Extrait de la source:
La paix revenue, le Brandebourg a donc maintenant les moyens de l’ambition coloniale de l’Électeur. Si des projets de compagnies à chartes pour l’Afrique ou l’Islande sont évoqués, c’est d’abord à la guerre de course dans la Caraïbe qu’il va se consacrer. Sir Henri Morgan peut ainsi écrire au début de 1681 qu’il a vu arrivé dans les eaux de la Jamaïque quatre petites frégates, entre seize et trente canons, sous le commandement du capitaine Cornelius Reers, un Néerlandais travaillant pour le compte du Duc (sic.) de Brandebourg et ayant des lettres de courses contre les navires espagnols. Hélas la mission ne ramène pas autant de prises qu’escompter et rapidement les Brandebourgeois réalisent qu’ils ont besoin d’un abri dans la région pour pouvoir mener la guerre de course.

Défis:
• A. Reproduisez intégralement l'extrait sur la guerre de course brandebourgeoise, sans rien y modifier.
• B. Relevez dans la liste toutes les lignes qui contiennent le mot « eyebrow » et recopiez-les.
La liste qui suit n'a aucun rapport avec l'extrait.

(Relevés de points étiquetés)
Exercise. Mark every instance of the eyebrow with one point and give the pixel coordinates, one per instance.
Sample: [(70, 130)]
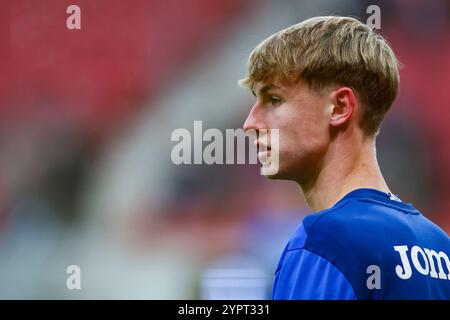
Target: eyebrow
[(265, 88)]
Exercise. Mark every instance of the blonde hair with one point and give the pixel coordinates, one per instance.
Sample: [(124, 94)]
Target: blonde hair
[(331, 50)]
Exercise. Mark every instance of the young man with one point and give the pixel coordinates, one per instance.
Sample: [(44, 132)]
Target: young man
[(326, 84)]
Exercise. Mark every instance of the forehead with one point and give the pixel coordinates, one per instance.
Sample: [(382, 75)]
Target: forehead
[(261, 88)]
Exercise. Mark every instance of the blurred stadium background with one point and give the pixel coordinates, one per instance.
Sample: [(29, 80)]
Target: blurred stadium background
[(85, 123)]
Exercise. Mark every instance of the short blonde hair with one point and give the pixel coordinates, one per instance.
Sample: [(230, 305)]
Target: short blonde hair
[(331, 50)]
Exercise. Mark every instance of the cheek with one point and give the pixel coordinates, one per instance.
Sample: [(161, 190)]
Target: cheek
[(305, 130)]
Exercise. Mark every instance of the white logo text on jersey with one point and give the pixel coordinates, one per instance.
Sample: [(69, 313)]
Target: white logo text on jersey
[(427, 262)]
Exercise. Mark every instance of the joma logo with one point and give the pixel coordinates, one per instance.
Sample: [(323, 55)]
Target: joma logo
[(426, 265)]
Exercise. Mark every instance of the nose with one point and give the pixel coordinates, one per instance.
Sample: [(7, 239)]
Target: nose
[(255, 119)]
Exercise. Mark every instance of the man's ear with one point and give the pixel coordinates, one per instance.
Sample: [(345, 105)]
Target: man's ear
[(343, 102)]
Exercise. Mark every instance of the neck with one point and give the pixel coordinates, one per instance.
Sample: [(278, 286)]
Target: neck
[(344, 168)]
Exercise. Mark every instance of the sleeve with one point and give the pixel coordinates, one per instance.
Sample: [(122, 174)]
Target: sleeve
[(308, 276)]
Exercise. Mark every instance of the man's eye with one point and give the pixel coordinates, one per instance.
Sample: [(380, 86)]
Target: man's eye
[(274, 101)]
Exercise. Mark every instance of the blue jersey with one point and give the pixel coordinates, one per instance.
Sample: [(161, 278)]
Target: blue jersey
[(369, 245)]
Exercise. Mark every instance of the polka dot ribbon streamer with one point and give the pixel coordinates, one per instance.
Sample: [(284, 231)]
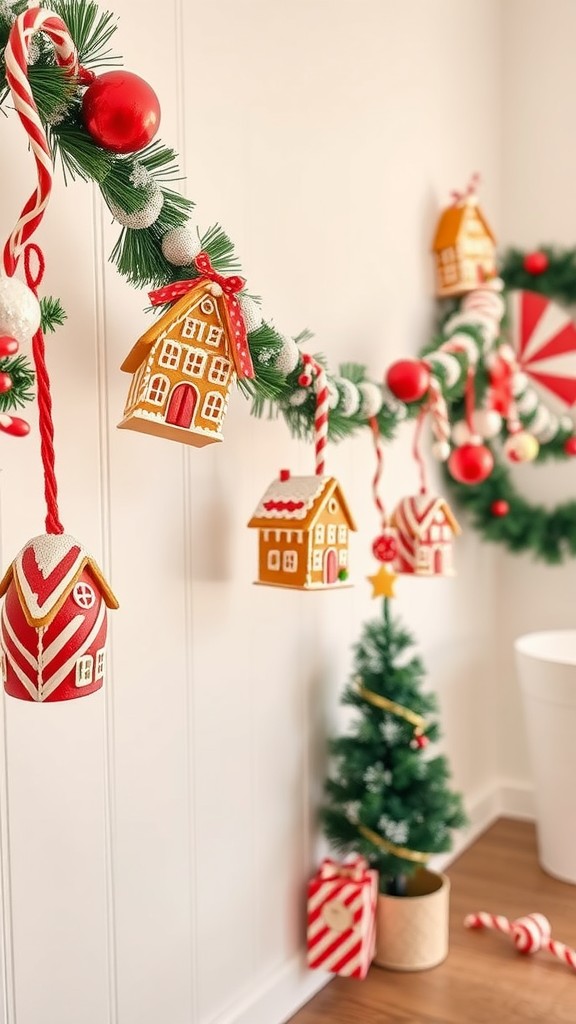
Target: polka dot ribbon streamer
[(320, 381), (16, 54), (529, 934), (230, 289)]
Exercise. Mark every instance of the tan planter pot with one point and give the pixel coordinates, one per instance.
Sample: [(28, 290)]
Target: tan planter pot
[(412, 930)]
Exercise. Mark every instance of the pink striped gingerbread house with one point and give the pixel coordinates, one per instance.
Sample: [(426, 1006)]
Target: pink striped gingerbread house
[(425, 526)]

Résultats obtenus:
• A.
La paix revenue, le Brandebourg a donc maintenant les moyens de l’ambition coloniale de l’Électeur. Si des projets de compagnies à chartes pour l’Afrique ou l’Islande sont évoqués, c’est d’abord à la guerre de course dans la Caraïbe qu’il va se consacrer. Sir Henri Morgan peut ainsi écrire au début de 1681 qu’il a vu arrivé dans les eaux de la Jamaïque quatre petites frégates, entre seize et trente canons, sous le commandement du capitaine Cornelius Reers, un Néerlandais travaillant pour le compte du Duc (sic.) de Brandebourg et ayant des lettres de courses contre les navires espagnols. Hélas la mission ne ramène pas autant de prises qu’escompter et rapidement les Brandebourgeois réalisent qu’ils ont besoin d’un abri dans la région pour pouvoir mener la guerre de course.

• B.
Exercise. Mark every instance of the eyebrow with one point and give the pixel coordinates, one per instance.
Target: eyebrow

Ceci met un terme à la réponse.